(What you should do):
You are to retype all of the data exactly as it appears.

[Position identification records]

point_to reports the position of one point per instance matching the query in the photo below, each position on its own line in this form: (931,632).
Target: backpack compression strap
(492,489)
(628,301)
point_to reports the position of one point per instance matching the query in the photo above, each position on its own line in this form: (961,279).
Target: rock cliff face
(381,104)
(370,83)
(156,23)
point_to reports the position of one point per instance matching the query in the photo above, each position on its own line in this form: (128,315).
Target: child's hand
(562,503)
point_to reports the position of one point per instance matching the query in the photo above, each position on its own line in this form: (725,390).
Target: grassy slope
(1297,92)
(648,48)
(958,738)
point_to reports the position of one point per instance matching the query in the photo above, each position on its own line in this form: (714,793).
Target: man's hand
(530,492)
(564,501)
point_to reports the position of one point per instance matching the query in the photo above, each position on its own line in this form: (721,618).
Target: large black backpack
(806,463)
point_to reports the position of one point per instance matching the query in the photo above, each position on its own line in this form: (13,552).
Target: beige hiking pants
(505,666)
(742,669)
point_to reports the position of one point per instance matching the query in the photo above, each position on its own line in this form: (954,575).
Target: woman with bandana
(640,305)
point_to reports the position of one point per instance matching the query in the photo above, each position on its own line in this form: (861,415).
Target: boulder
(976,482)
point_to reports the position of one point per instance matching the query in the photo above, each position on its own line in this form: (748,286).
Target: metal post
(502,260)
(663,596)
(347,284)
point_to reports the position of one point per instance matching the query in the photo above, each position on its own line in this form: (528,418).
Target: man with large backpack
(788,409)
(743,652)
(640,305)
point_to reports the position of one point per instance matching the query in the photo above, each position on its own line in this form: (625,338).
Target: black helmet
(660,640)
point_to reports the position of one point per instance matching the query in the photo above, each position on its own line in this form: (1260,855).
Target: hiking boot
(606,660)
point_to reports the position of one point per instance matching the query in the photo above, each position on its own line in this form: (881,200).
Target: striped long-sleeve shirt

(Result of this task):
point_to reports the position of one point per instance matching the query in the photo below, each position on its own line in this form: (931,632).
Target: backpack compression strap
(492,489)
(628,301)
point_to reports the position of one point per instance matching the query in the photo above, each position on its own line in this form: (961,279).
Target: rock cliff face
(381,104)
(370,83)
(156,23)
point_to reports the position of one point per instance matching the query in the photo above, each position on its own line in this form: (128,315).
Target: child's hand
(562,503)
point_to reports the position of one point per instance matching the query in the photo above, each position on its own line in this form: (725,390).
Target: grassy slope
(1297,92)
(648,48)
(958,738)
point_to reports the position of one point per instance matching the query in the photo above, each position on its own line in this form: (714,793).
Target: man's hand
(530,492)
(564,501)
point_to reports the position of one point per instance matching the query in the photo above, each position on its own line in this form: (721,618).
Target: large black backpack
(806,463)
point_to reports the position of one point per instance matching the query in the photo above, each position on its own line in this form: (13,552).
Target: beige hiking pants
(505,666)
(742,669)
point_to reports the position of one point per instance matching the query in the photo above, each position on its own line in this form: (954,575).
Target: woman with bandana
(640,305)
point_to reports the position of one point per instance matching the query in the photo above, each position on its own line in this form: (861,415).
Target: boulder
(976,482)
point_to reports the position of one point per instance matching the query in the photo above, each position on its own line in this form: (748,286).
Target: metal post
(502,260)
(663,596)
(347,284)
point_to reports the position of one point per instance matching the query in the photo above, each position on its own line in this form: (528,418).
Target: man with large backpack
(788,409)
(743,652)
(640,305)
point_to reports the position of one point per instance matching the query in the photo above, each position on its own line in this form: (625,338).
Target: black helmet
(660,640)
point_to reports the position of one point per instance matching the query in the photo above, each position on its own line in this form: (1260,855).
Target: hiking boot
(606,660)
point_to reports the position of one point per instance matching the query in the photo above, each position on its own line in this form: (881,200).
Target: striped long-sleeve shirt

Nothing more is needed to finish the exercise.